» STATED EXERCISE 1:
In the listing, convert the lines from the one containing "--target man in navy suit with maroon tie" through the one containing "Give the mask of every instance of the man", inclusive, into a JSON list of strings with one string per line and blank lines omitted.

» SOURCE TEXT:
As US tariffs on Brazilian goods jumped to 50 percent on Wednesday, Brazil's President Luiz Inacio Lula da Silva told Reuters in an interview that he saw no room for direct talks now with US President Donald Trump that would likely be a "humiliation."
Brazil is not about to announce reciprocal tariffs, he said. Nor will his government give up on cabinet-level talks. But Lula himself is in no rush to ring the White House.
"The day my intuition says Trump is ready to talk, I won't hesitate to call him," Lula said in an interview from his presidential residence in Brasilia. "But today my intuition says he doesn't want to talk. And I won't humiliate myself."
Despite Brazil's exports facing one of the highest tariffs imposed by Trump, the new US trade barriers look unlikely to derail Latin America's largest economy, giving Lula more room to stand his ground against Trump than most Western leaders.
Lula described US-Brazil relations at a 200-year nadir after Trump tied the new tariff to his demands for an end to the prosecution of right-wing former President Jair Bolsonaro, who is standing trial for plotting to overturn the 2022 election.
The president said Brazil's Supreme Court, which is hearing the case against Bolsonaro, "does not care what Trump says and it should not," adding that Bolsonaro should face another trial for provoking Trump's intervention, calling the right-wing former president a "traitor to the homeland."

» STORED RECORDS:
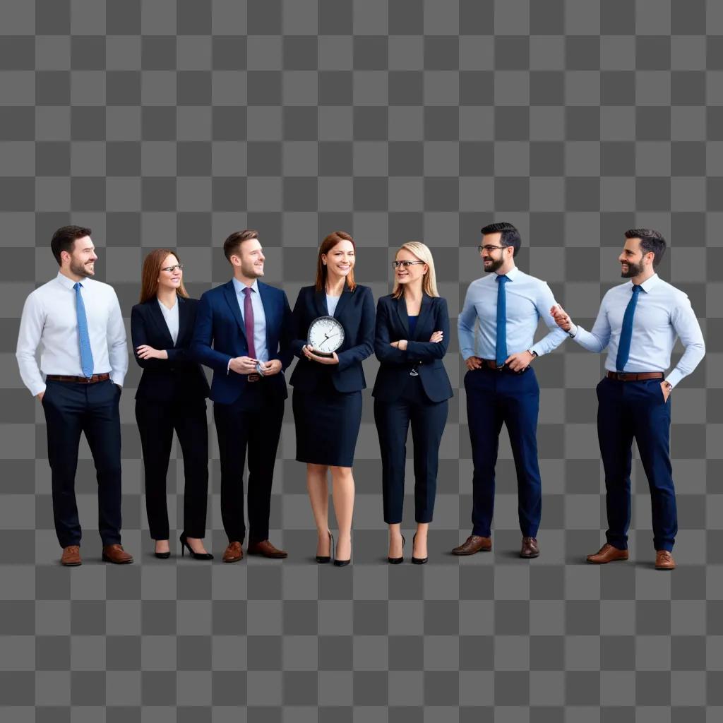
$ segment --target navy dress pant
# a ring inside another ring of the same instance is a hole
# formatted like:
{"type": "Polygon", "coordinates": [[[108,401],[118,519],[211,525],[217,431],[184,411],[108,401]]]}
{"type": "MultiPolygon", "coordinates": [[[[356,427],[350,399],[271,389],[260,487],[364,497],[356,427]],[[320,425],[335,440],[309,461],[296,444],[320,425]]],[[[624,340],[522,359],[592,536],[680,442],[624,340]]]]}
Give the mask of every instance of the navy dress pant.
{"type": "Polygon", "coordinates": [[[660,379],[621,382],[607,377],[597,385],[597,434],[605,469],[607,542],[628,549],[630,522],[633,440],[638,442],[652,504],[653,544],[672,550],[677,510],[670,465],[670,398],[660,379]]]}
{"type": "Polygon", "coordinates": [[[95,384],[46,382],[43,397],[55,531],[61,547],[80,544],[75,502],[78,445],[84,433],[98,479],[98,526],[103,545],[121,542],[121,392],[110,380],[95,384]]]}
{"type": "Polygon", "coordinates": [[[429,401],[419,377],[409,377],[403,393],[393,402],[375,399],[374,418],[382,453],[384,521],[402,521],[406,439],[411,423],[414,444],[414,519],[431,522],[437,495],[440,443],[449,402],[429,401]]]}
{"type": "Polygon", "coordinates": [[[489,537],[495,510],[495,467],[502,425],[507,426],[517,471],[518,515],[525,537],[536,537],[542,512],[537,462],[539,387],[531,367],[521,374],[487,367],[465,375],[472,445],[472,534],[489,537]]]}

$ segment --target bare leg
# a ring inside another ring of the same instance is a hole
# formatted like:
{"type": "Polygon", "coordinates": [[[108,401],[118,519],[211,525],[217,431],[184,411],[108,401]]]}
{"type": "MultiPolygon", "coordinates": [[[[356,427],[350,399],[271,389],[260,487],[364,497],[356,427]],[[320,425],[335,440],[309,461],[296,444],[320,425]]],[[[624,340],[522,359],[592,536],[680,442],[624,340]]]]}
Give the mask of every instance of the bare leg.
{"type": "Polygon", "coordinates": [[[389,557],[401,557],[404,553],[402,548],[402,526],[396,523],[389,526],[389,557]]]}
{"type": "Polygon", "coordinates": [[[326,557],[331,555],[329,539],[329,487],[327,484],[325,464],[307,465],[307,489],[309,501],[317,526],[317,555],[326,557]]]}
{"type": "Polygon", "coordinates": [[[336,559],[351,557],[351,518],[354,511],[354,478],[351,467],[331,467],[334,512],[339,526],[336,559]]]}
{"type": "Polygon", "coordinates": [[[416,534],[414,536],[414,549],[411,554],[415,557],[426,557],[427,552],[427,534],[429,530],[428,522],[418,522],[416,524],[416,534]]]}

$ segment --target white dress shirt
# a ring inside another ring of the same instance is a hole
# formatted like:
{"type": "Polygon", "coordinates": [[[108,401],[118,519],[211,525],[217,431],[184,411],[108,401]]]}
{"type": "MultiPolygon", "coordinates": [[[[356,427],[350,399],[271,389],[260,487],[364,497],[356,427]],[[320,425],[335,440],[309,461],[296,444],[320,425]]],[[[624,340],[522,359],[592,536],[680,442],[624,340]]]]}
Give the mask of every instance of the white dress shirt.
{"type": "MultiPolygon", "coordinates": [[[[82,377],[74,281],[60,272],[25,300],[15,356],[23,383],[33,395],[44,392],[43,375],[82,377]],[[35,352],[42,344],[40,369],[35,352]],[[42,372],[42,373],[41,373],[42,372]]],[[[80,290],[87,319],[93,374],[110,372],[121,385],[128,371],[126,329],[113,287],[84,278],[80,290]]]]}
{"type": "Polygon", "coordinates": [[[163,315],[166,320],[166,325],[168,328],[168,333],[171,338],[174,340],[174,346],[179,338],[179,301],[176,299],[176,303],[168,309],[161,299],[158,299],[158,306],[161,307],[161,313],[163,315]]]}
{"type": "MultiPolygon", "coordinates": [[[[687,294],[653,274],[641,284],[635,315],[633,337],[625,372],[665,372],[670,366],[670,354],[676,336],[685,351],[667,381],[675,387],[689,375],[706,354],[703,332],[687,294]]],[[[633,282],[611,288],[602,298],[592,331],[574,324],[570,334],[589,351],[607,347],[605,369],[615,372],[617,346],[623,330],[623,317],[633,296],[633,282]]]]}
{"type": "MultiPolygon", "coordinates": [[[[552,315],[556,303],[549,286],[534,276],[521,271],[516,266],[505,275],[507,301],[507,351],[515,354],[530,349],[542,356],[557,348],[567,336],[552,315]],[[535,331],[540,317],[550,331],[536,344],[535,331]]],[[[464,307],[457,320],[459,346],[462,358],[480,356],[494,359],[497,355],[497,297],[499,284],[496,273],[488,274],[473,281],[467,289],[464,307]],[[479,320],[479,339],[475,349],[474,322],[479,320]]]]}
{"type": "MultiPolygon", "coordinates": [[[[236,289],[236,298],[239,301],[239,308],[241,309],[241,318],[244,320],[245,324],[244,301],[246,296],[244,295],[244,289],[247,286],[234,277],[234,288],[236,289]]],[[[268,362],[269,353],[266,348],[266,315],[264,313],[261,294],[259,294],[259,283],[255,278],[251,285],[251,308],[254,310],[254,348],[256,350],[256,358],[260,362],[268,362]]]]}

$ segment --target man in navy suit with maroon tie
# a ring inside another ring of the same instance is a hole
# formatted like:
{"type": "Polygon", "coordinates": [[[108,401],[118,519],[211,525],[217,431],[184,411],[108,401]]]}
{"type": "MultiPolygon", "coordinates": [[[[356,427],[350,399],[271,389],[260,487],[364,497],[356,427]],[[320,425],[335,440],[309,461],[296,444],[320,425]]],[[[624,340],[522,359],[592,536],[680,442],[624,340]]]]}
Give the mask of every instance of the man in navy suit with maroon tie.
{"type": "Polygon", "coordinates": [[[248,450],[249,555],[286,557],[268,539],[271,484],[291,363],[291,310],[286,294],[262,283],[258,233],[231,234],[223,252],[228,283],[200,299],[192,354],[213,369],[210,398],[221,467],[221,517],[228,537],[223,562],[244,557],[244,461],[248,450]]]}

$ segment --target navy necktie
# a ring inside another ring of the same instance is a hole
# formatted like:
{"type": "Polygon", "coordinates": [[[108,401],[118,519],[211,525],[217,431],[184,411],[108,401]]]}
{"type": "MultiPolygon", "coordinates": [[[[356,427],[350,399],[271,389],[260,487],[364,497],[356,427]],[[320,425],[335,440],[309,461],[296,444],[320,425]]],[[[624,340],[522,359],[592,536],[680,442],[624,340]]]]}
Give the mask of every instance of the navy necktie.
{"type": "Polygon", "coordinates": [[[85,315],[85,304],[80,294],[82,284],[77,281],[73,284],[75,289],[75,315],[78,320],[78,340],[80,342],[80,368],[83,376],[93,376],[93,351],[90,349],[90,335],[88,334],[88,320],[85,315]]]}
{"type": "Polygon", "coordinates": [[[635,315],[635,307],[638,304],[640,290],[639,284],[633,285],[633,296],[628,302],[625,315],[623,317],[623,329],[620,331],[620,341],[617,345],[617,358],[615,359],[615,369],[618,372],[625,371],[628,357],[630,355],[630,341],[633,339],[633,317],[635,315]]]}
{"type": "Polygon", "coordinates": [[[495,344],[495,362],[498,367],[505,364],[507,354],[507,294],[505,284],[510,279],[507,276],[497,275],[497,327],[495,344]]]}

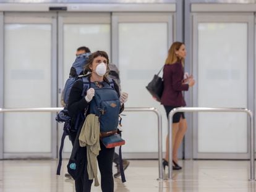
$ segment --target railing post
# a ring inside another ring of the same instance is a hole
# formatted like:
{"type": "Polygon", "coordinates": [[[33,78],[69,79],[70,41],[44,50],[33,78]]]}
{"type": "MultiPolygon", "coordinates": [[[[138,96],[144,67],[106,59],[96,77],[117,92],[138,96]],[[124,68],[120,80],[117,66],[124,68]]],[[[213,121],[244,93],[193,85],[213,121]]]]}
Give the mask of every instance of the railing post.
{"type": "Polygon", "coordinates": [[[244,108],[213,108],[213,107],[177,107],[173,109],[168,115],[168,133],[169,133],[169,166],[168,166],[168,180],[172,178],[172,129],[173,116],[178,112],[245,112],[250,115],[250,181],[255,181],[255,163],[254,163],[254,115],[252,112],[244,108]]]}
{"type": "Polygon", "coordinates": [[[254,115],[250,111],[247,111],[250,115],[250,181],[255,180],[255,164],[254,164],[254,115]]]}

» STATED EXERCISE 2:
Transcribe the article on US tariffs and Brazil's president word for word.

» TASK RESPONSE 1:
[
  "$ segment --target man in navy suit with maroon tie",
  "# a ring inside another ring of the same instance is a hole",
  "# formatted like:",
  "{\"type\": \"Polygon\", \"coordinates\": [[[108,401],[118,519],[211,525],[217,431],[184,411],[108,401]]]}",
  "{\"type\": \"MultiPolygon\", \"coordinates\": [[[[356,427],[350,399],[271,389],[260,487],[364,497],[356,427]],[[320,425],[335,440],[309,461],[296,444],[320,425]]],[[[624,340],[522,359],[592,536],[680,442],[624,340]]]]}",
  "Give the mask of every instance of the man in navy suit with maroon tie."
]

» TASK RESPONSE 2:
As US tariffs on Brazilian goods jumped to 50 percent on Wednesday, Brazil's President Luiz Inacio Lula da Silva told Reuters in an interview that he saw no room for direct talks now with US President Donald Trump that would likely be a "humiliation."
Brazil is not about to announce reciprocal tariffs, he said. Nor will his government give up on cabinet-level talks. But Lula himself is in no rush to ring the White House.
"The day my intuition says Trump is ready to talk, I won't hesitate to call him," Lula said in an interview from his presidential residence in Brasilia. "But today my intuition says he doesn't want to talk. And I won't humiliate myself."
Despite Brazil's exports facing one of the highest tariffs imposed by Trump, the new US trade barriers look unlikely to derail Latin America's largest economy, giving Lula more room to stand his ground against Trump than most Western leaders.
Lula described US-Brazil relations at a 200-year nadir after Trump tied the new tariff to his demands for an end to the prosecution of right-wing former President Jair Bolsonaro, who is standing trial for plotting to overturn the 2022 election.
The president said Brazil's Supreme Court, which is hearing the case against Bolsonaro, "does not care what Trump says and it should not," adding that Bolsonaro should face another trial for provoking Trump's intervention, calling the right-wing former president a "traitor to the homeland."